-- START OF SUPPLIED MATERIAL --
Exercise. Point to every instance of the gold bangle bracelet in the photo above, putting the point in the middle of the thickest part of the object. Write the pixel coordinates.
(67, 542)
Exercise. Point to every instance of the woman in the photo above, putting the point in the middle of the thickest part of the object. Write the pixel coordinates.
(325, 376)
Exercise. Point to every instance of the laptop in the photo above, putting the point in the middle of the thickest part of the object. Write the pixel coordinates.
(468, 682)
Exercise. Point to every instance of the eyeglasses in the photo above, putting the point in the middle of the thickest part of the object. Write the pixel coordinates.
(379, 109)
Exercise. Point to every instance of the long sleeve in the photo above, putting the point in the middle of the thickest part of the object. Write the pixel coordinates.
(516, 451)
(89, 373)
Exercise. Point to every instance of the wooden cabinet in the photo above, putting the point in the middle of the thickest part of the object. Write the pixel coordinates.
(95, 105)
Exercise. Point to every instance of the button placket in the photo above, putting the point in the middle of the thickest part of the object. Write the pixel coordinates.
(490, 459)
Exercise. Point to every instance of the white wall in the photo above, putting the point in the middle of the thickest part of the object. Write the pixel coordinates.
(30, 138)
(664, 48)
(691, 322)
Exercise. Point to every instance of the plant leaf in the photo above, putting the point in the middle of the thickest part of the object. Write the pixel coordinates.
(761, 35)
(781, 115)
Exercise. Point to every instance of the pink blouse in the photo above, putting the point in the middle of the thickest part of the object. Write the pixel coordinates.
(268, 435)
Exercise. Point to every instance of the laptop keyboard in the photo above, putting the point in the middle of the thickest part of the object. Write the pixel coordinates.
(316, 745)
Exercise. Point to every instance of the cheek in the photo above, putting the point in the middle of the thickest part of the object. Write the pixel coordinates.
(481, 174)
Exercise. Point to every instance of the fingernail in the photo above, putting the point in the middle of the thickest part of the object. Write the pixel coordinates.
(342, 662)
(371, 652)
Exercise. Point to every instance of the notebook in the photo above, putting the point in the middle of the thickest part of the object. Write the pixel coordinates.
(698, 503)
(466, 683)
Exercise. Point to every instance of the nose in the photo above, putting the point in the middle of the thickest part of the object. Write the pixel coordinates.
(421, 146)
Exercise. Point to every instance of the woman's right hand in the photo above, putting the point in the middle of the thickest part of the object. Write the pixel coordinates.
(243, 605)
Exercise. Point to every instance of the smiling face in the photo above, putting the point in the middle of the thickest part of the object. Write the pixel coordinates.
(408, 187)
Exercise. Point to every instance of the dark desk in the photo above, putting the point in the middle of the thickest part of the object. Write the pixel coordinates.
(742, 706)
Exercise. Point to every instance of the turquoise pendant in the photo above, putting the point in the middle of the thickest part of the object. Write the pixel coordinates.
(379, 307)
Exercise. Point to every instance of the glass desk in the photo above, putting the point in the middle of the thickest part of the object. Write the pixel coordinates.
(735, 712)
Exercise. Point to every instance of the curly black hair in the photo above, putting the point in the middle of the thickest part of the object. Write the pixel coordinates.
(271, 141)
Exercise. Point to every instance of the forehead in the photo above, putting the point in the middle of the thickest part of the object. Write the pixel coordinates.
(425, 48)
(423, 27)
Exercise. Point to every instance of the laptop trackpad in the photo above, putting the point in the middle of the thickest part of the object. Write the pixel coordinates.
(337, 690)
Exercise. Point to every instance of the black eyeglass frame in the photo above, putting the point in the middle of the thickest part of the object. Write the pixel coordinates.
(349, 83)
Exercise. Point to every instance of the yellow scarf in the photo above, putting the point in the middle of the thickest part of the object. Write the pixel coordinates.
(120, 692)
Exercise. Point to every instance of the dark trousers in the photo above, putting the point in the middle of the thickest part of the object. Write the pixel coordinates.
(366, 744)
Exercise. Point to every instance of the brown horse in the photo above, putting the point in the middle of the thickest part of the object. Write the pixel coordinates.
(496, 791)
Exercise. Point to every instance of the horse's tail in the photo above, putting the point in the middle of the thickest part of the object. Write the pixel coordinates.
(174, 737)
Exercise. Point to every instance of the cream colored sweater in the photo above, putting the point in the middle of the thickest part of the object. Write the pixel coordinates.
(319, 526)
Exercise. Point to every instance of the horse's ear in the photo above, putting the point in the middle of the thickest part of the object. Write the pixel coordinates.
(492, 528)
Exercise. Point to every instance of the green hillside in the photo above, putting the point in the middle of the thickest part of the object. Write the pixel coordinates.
-- END OF SUPPLIED MATERIAL --
### INSTRUCTION
Copy exactly the lines from the one containing "Exercise. Point to every instance of the black" through the last line of the records, both included, and nothing else.

### SOLUTION TO THE EXERCISE
Exercise. Point to every instance of the black eyeglass frame in the photo above, putting the point in the middle of the thickest part of the object. Write the pixel coordinates.
(349, 83)
Exercise. Point to every instance of the yellow scarf in the photo above, putting the point in the middle of the thickest part of the object. Write the pixel coordinates.
(120, 692)
Exercise. Point to every instance of the dark trousers in the photo above, putting the point in the middle of the thickest part of the object. Write the pixel coordinates.
(366, 744)
Exercise. Point to every instance of the brown horse in the photo above, putting the point in the middle of the thickest part of the object. Write the pixel coordinates.
(496, 791)
Exercise. Point to every instance of the horse's tail in the photo above, putting the point in the middle of the thickest part of the object. Write the pixel coordinates.
(174, 737)
Exercise. Point to every instance of the cream colored sweater in the photo above, putting the point in the middle of the thickest part of the object. Write the pixel coordinates.
(319, 526)
Exercise. Point to every instance of the horse's ear in the photo above, putting the point in the middle of the thickest part of the object. Write the pixel coordinates.
(492, 528)
Exercise. Point to every instance of the green hillside in the photo above, putting the point in the middle of the thickest part of the object. Write the pixel coordinates.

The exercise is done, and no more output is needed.